The exercise: Lay out the records below as a two-column CSV with the header request,answer and one row per request. Put each request's text and its answer in a single quoted field, replacing every line break with a space.

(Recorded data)

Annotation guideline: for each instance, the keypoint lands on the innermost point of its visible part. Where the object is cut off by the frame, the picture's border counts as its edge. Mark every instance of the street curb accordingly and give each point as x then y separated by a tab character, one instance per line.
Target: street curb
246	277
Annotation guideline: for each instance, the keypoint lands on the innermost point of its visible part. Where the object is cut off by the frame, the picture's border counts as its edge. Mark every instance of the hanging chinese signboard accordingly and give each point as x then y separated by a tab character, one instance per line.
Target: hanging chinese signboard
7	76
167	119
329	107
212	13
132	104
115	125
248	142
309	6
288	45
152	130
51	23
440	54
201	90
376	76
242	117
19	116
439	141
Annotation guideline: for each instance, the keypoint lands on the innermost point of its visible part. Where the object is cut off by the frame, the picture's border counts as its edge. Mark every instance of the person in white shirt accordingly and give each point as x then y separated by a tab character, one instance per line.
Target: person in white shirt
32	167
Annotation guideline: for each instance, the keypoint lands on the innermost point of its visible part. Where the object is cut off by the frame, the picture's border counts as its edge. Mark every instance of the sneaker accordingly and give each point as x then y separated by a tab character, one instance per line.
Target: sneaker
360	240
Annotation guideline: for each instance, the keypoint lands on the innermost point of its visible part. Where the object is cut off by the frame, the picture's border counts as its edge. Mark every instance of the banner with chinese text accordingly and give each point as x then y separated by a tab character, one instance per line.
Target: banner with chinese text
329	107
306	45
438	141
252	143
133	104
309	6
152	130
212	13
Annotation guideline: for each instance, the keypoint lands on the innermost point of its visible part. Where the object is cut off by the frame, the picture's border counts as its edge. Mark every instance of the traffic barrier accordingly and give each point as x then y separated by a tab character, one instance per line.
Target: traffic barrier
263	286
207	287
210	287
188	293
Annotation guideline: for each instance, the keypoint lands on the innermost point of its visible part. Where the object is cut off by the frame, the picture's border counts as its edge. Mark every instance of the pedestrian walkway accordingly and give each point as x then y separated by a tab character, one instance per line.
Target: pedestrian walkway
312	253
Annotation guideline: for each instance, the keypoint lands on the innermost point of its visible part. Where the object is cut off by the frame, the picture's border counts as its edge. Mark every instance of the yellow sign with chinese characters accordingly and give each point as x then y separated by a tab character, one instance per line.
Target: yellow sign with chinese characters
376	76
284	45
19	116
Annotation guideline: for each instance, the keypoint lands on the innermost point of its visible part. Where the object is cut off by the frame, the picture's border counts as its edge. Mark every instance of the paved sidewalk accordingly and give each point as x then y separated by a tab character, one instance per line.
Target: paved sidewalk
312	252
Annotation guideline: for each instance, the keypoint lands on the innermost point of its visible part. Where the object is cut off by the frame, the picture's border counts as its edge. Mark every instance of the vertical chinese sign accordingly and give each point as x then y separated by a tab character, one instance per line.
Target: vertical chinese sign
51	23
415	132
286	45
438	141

Written response:
request,answer
"Annotation guideline: for each instance, the keypoint lands on the innermost point of its visible part. Where the object is cut off by the frame, the picture's border counts as its edge. Mark every instance of the street curb accordingly and give each point as x then y separated by a tab character, one instance per line. Target: street curb","246	277"
"Annotation guideline: for each instance, the keypoint lands on the innermost point of its visible part. Where the object is cut off by the frame, the picture's border counts as its edge. Mark every instance of the hanging chinese signboard accordingly and give each point as x then y separated by a tab character, one instance per line. Target: hanging chinese signboard","7	76 167	119 329	107 212	13 132	104 115	125 248	142 309	6 288	45 152	130 51	23 440	54 201	90 376	76 242	117 19	116 439	141"
"Annotation guideline: for each instance, the keypoint lands on the innermost point of its visible part. Where the object is cut off by the frame, the picture's border counts as its edge. Mark every instance of the person in white shirt accordingly and give each point as x then y separated by a tab character, one instance per line. Target: person in white shirt","32	167"
"Annotation guideline: for each instance, the keypoint lands on the innermost point of its visible part. Where the object is cut off by the frame, the picture's border counts as its edge. Mark every instance of the sneaker accordingly and give each point as x then y separated by a tab character, one instance per line. Target: sneaker","360	240"
"Annotation guideline: for each instance, the keypoint lands on the innermost point of its visible part. Where the object is cut off by the frame, the picture's border counts as its edge. Mark every instance of the banner with chinese text accordingly and give each point as x then y separated by a tab character, one instance per line. Target: banner with chinese text","329	107 306	45 438	141 252	143 133	104 309	6 152	130 212	13"
"Annotation guideline: for each instance, the keypoint lands on the innermost point of its visible part. Where the object is cut off by the frame, the picture's border counts as its edge. Mark every instance of the traffic barrier accordingly and give each point as x then y separated by a tab character, one instance per line. Target: traffic barrier","263	286 207	287 210	287 188	293"
"Annotation guideline: for each instance, the keypoint lands on the innermost point of its visible part. Where the object is cut off by the frame, the picture's border counts as its edge. Mark every instance of the pedestrian walkway accordingly and give each point as x then y separated by a tab character, one instance per line. Target: pedestrian walkway","312	253"
"Annotation guideline: for each instance, the keypoint lands on the innermost point of its visible part. Where the object is cut off by the frame, the picture's border counts as its edge. Mark every instance of the yellow sign with chinese characters accordingly and give each point as x then y separated by a tab character, one instance per line. Target: yellow sign with chinese characters","376	76 284	45 19	116"
"Annotation guideline: for each instance, the keypoint lands on the innermost point of its visible part. Where the object is cut off by the frame, the picture's border counts as its edge. Mark every instance of the paved sidewalk accordingly and give each point as x then y separated by a tab character, one instance per line. Target: paved sidewalk","312	252"
"Annotation guideline: for each instance, the keypoint lands on the innermost point of its visible part. Where the object is cut off by the frame, the picture's border counts as its edge. Mark every instance of the vertical chinese sign accordingly and give each point as x then y separated by a tab character, one instance per line. Target: vertical chinese sign","51	23 415	132 286	45 438	141"